_PROBLEM DETAILS_. Could you turn all of the data below into a numbered list, one line per item, with any blank lines left out?

::::

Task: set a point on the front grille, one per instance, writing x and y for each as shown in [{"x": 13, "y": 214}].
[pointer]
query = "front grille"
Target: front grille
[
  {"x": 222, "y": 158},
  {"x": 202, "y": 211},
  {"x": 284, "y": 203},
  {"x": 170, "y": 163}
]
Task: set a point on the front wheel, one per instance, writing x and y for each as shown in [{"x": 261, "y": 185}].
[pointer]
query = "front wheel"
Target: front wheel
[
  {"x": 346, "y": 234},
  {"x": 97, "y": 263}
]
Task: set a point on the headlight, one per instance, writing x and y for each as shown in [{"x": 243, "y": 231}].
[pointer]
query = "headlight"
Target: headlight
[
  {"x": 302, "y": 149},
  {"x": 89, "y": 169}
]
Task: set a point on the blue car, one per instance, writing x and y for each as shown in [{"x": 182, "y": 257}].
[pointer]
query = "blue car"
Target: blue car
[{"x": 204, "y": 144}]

::::

_PROBLEM SOLUTION_.
1. Task: set a point on the front grille, one per instance, writing x and y for each as shown in [{"x": 13, "y": 214}].
2. [pointer]
3. query = "front grille"
4. Target: front grille
5. [
6.   {"x": 222, "y": 158},
7.   {"x": 202, "y": 211},
8.   {"x": 284, "y": 203},
9.   {"x": 170, "y": 163}
10. ]
11. Task: set a point on the front wheel, one per instance, writing x and y for each as shown in [{"x": 261, "y": 185}].
12. [pointer]
13. query = "front wheel"
14. Target: front wheel
15. [
16.   {"x": 346, "y": 234},
17.   {"x": 97, "y": 263}
18. ]
19. Task: set a point on the headlight, one per instance, writing x and y for each as shown in [{"x": 243, "y": 231}].
20. [pointer]
21. query = "headlight"
22. Target: headlight
23. [
24.   {"x": 302, "y": 149},
25.   {"x": 89, "y": 169}
26. ]
27. Task: set a point on the blue car, one per instance, writing x and y for each as shown in [{"x": 182, "y": 257}].
28. [pointer]
29. query = "blue car"
30. Target: blue car
31. [{"x": 204, "y": 144}]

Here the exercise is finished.